◆ WORK REQUIRED ◆
Reproduce the data below with every instance of "dropping a marker" changed to "placing a pin", leaving everything else untouched.

◆ RECORDS SUPPLIED ◆
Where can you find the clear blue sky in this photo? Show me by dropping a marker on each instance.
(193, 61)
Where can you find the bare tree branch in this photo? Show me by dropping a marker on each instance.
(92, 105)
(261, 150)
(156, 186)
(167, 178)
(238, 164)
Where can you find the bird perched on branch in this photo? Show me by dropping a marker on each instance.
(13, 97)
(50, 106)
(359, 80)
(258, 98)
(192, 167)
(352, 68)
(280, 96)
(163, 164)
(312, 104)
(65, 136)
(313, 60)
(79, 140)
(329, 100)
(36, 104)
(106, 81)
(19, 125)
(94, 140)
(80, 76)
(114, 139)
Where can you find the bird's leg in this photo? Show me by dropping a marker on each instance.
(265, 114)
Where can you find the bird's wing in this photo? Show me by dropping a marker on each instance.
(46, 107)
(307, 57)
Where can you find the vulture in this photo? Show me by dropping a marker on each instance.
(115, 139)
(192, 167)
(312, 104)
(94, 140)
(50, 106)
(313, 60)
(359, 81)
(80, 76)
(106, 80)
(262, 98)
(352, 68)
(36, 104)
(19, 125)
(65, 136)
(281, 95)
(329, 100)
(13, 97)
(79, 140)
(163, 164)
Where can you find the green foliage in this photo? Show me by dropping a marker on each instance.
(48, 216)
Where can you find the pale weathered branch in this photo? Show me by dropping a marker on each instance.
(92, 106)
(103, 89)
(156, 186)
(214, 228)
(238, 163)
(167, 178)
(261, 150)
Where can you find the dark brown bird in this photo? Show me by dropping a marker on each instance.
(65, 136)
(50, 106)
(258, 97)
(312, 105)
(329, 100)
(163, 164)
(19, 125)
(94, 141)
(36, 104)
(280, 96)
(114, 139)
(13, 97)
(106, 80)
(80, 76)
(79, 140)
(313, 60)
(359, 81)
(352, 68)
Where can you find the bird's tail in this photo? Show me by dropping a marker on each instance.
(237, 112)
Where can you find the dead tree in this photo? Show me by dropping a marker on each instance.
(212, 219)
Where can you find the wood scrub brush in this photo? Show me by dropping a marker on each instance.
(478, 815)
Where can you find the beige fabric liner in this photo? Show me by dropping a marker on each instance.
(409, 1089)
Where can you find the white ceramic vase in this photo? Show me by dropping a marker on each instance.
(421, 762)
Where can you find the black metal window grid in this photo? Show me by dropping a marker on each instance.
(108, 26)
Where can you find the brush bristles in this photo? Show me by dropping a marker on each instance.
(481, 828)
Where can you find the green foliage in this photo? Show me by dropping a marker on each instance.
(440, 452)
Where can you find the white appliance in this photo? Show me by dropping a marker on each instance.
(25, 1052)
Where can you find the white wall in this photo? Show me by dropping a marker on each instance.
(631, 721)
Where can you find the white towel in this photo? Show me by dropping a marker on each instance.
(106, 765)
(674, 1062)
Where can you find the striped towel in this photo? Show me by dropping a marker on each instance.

◆ CORRECT RESPONSE ◆
Where can you find the clear blue sky in this photo? Show me by placing a pin on each instance.
(193, 61)
Where can you find the bare tree branch in this photo? Show me by placing a pin on each instance.
(92, 105)
(261, 150)
(156, 186)
(167, 178)
(238, 164)
Where can you find the bird perched on branch in this photo? Show me by placing a pin on each instance.
(13, 97)
(50, 106)
(359, 80)
(258, 98)
(192, 167)
(352, 68)
(280, 96)
(163, 164)
(312, 104)
(65, 136)
(313, 60)
(79, 140)
(329, 100)
(36, 104)
(106, 81)
(19, 125)
(94, 140)
(80, 76)
(114, 139)
Where can you find the bird's leg in this photo? Show me by placing a pin on each instance.
(265, 114)
Where can you find the bird's wing in this photo? Show me by placing a pin on each instance.
(46, 107)
(307, 57)
Where can you find the vulture in this photo? Show me by placing a pin on each instance.
(115, 139)
(192, 167)
(312, 104)
(94, 140)
(50, 106)
(313, 60)
(359, 81)
(80, 76)
(106, 80)
(262, 98)
(352, 68)
(36, 104)
(19, 125)
(65, 136)
(281, 95)
(329, 100)
(13, 97)
(79, 140)
(163, 164)
Where can you find the green foliage in this photo? Show me by placing a pin on each instance.
(48, 216)
Where can you find the pale weathered branch in this photo? Show me by placing a pin on each instance.
(92, 106)
(103, 89)
(156, 186)
(214, 228)
(238, 163)
(167, 178)
(261, 150)
Where can you find the dark brown bird in this photo? Show me by placing a pin on each instance.
(65, 136)
(50, 106)
(258, 97)
(312, 105)
(329, 100)
(163, 164)
(19, 125)
(94, 141)
(36, 104)
(280, 96)
(114, 139)
(13, 97)
(106, 80)
(80, 76)
(79, 140)
(313, 60)
(359, 81)
(352, 68)
Where can you find the bird's tail in this photo? Show me by placing a pin on each instance.
(237, 112)
Where can you find the dead tree in this photo? Show me by placing a pin on each instance.
(212, 219)
Where can you find the wood scrub brush in this photo? Show me by placing a pin on each instance.
(478, 815)
Where can you find the beige fabric liner in this photo? Show me by placing a pin on each instance.
(409, 1089)
Where can you find the white ceramic vase in this photo? Show me by placing a pin on each instance.
(421, 762)
Where can you find the black metal window grid in this photo? Show me by placing a pin on each instance.
(108, 26)
Where can you find the brush bristles in this photo? Show me by placing a pin on each instance.
(481, 828)
Where can you find the green foliage in this photo? Show me by placing a pin on each instance.
(440, 452)
Where can you find the white appliance in this photo? Show me by placing a pin on each instance.
(25, 1052)
Where can you find the white wall in this photo? Show me by placing a pin on each instance.
(631, 721)
Where can you find the white towel in this photo? Show me by placing a pin on each instance.
(106, 765)
(674, 1062)
Where can you find the striped towel in this photo? Show me by placing a pin on each instance.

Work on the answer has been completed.